+++ Texte à lire

Les moyens au service de ces principes

   L'engagement des partenaires, le professionnalisme des différents acteurs, les relations tissées par les uns et les autres avec des initiatives parallèles en France ou dans d'autres pays... Tout cela concourt au succès de Class'Code mais aussi au respect de nos engagements.

   Mais certains aspects spécifiques du projet sont de véritables piliers sur lesquels il nous est possible de défendre les principes que nous venons d'énoncer.

Le soutien des informaticiens

   Une analyse d'expériences dans d'autres pays a montré l'importance d'associer les professionnels de l'informatique et du numérique à des initiatives ambitieuses visant à éduquer toute une classe d'âge à l'informatique, en particulier dans des situations dans lesquelles le corps enseignant n'a pas au préalable suivi une formation suffisante. Cela a été le cas, par exemple, aux Pays-Bas, en Israël, au Royaume-Uni.

   Dès le début, les professionnels de l'informatique et du numérique ont donc été associés à Class'Code. Leur rôle peut être :
- d'accompagner des non informaticiens qui apprennent (notion de personnes ressources),
- de recruter des informaticien-ne-s qui ont envie d'accompagner les non informaticiens,
- d'accompagner des non informaticiens qui se retrouveront face aux enfants,
- de convaincre les décisionnaires locaux,
- de contribuer à recruter ces personnes,
- de communiquer et aider à communiquer,
- d'aider à valoriser l'investissement dans Class'Code : comment les entreprises, les universités, les écoles d'ingénieurs peuvent-elles soutenir les gens qui s'investissent ?

   Le chantier est encore ouvert : des discussions avec les collectifs représentant les professionnels de l'informatique et du numérique (dont la SIF) doivent émerger des idées...

Les ressources éducatives libres

   Les ressources éducatives libres (REL) sont des communs : l'idée est tout simplement que les ressources éducatives préparées par un enseignant ou un groupe d'enseignants puissent resservir au plus grand nombre. Au-delà d'un principe de gratuité, pour qu'une ressource soit libre, on demande qu'elle respecte la règle des 5 « R » [16] :

- Retain : le droit de prendre la ressource, la stocker, la dupliquer,

- Reuse : le droit d'utiliser ces ressources en particulier dans ses cours, mais aussi sur un site web, à l'intérieur d'une vidéo,

- Revise : le droit d'adapter la ressource ou le contenu (en particulier le droit de traduction),

- Remix : le droit de créer une nouvelle ressource en mélangeant des morceaux de ressources existantes,

- Redistribute : le droit de distribuer des copies du matériel original, le matériel modifié, le matériel remixé.

++++++

=== Consigne ===
Prolongez le texte sur Class'Code au-delà de sa dernière phrase. Les enregistrements qui suivent n'ont aucun lien avec le texte sur Class'Code.

+++ Données

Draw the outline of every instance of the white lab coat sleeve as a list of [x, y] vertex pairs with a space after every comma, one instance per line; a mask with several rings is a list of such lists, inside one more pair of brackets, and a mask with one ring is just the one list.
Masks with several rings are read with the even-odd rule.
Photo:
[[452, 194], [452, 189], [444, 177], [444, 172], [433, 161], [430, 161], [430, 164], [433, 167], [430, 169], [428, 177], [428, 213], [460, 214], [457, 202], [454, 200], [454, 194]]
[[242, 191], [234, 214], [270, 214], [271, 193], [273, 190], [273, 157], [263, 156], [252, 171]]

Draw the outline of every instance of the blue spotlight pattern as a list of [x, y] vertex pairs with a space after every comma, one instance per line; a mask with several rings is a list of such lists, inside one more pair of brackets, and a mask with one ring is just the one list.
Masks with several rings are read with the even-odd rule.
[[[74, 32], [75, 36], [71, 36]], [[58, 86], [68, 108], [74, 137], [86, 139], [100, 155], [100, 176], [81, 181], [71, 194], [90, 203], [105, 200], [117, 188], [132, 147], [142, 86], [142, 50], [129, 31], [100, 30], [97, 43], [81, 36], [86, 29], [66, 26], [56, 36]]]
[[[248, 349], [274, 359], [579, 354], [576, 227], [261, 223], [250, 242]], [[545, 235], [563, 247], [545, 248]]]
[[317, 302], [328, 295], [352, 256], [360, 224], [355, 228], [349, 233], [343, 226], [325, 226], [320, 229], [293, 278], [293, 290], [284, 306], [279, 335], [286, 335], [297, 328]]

++++++

=== Réponse ===
   Ces droits se traduisent le plus souvent par une licence Creative Commons, sous une forme ou une autre, la plus libre étant la « CC BY » demandant essentiellement que soit respecté le droit de citation : la nouvelle ressource doit citer l'auteur de la première ressource.

   Le choix effectué clairement par Class'Code dès l'initiation du projet de mettre à disposition de cette façon les ressources créées n'obéit pas simplement à un affichage politique. Il est motivé par le soutien que différentes organisations apportent à ce type de démarche et à l'ambition du projet de jouer un rôle important :

- L'OCDE soutient la création de REL : on retrouve son argumentaire dans différents rapports [17] qui expliquent que les systèmes d'éducation ont vraiment besoin de beaucoup plus s'appuyer sur les expériences, les idées innovantes des enseignants eux-mêmes. Les REL offrent cette possibilité.

- La « déclaration de Paris » [18] marque l'importance accordée par l'Unesco aux REL.

   Le choix effectué, au-delà de se justifier dans un contexte international, permettent d'envisager un succès de Class'Code au-delà de notre capacité de maillage : même dans des endroits où aucune association partenaire n'est présente, il est simple de se rassembler et d'utiliser directement les ressources Class'code pour se former. Enfin, ce choix est consistant avec la volonté dans Class'Code de réutiliser des ressources produites par d'autres, par exemple Pixees ou Interstices.

La recherche

   Plusieurs des problèmes à régler dans Class'Code n'ont pas de réponse immédiate.

   Ces problèmes auront besoin de solutions technologiques qui pourront donner lieu à une recherche-action spécifique.

- Une sorte de classe inversée sans professeur et sans classe... tel est le défi pédagogique qu'il s'agit de relever.

- Si l'inscription à un MOOC est une chose connue, la capacité de proposer des outils semi-automatiques de création de regroupements à la demande ne l'est pas. Proposer des solutions pour cela est un véritable challenge.

- Le MOOC va générer quantité de données, de traces d'apprentissage ; celles-ci viendront des activités en ligne et des regroupements : une observation de ces traces, une analyse poussée, doivent permettre l'amélioration de la formation, mais aussi plus largement une observation fine du modèle de MOOC hybride que nous proposons.

- Dans le domaine des Sciences de l'éducation également, des questions se posent : Class'Code est un chantier éducatif qui mérite d'être observé et analysé. De façon plus prospective et générale, nous espérons que dans et autour de Class'Code la recherche trouve toute sa place.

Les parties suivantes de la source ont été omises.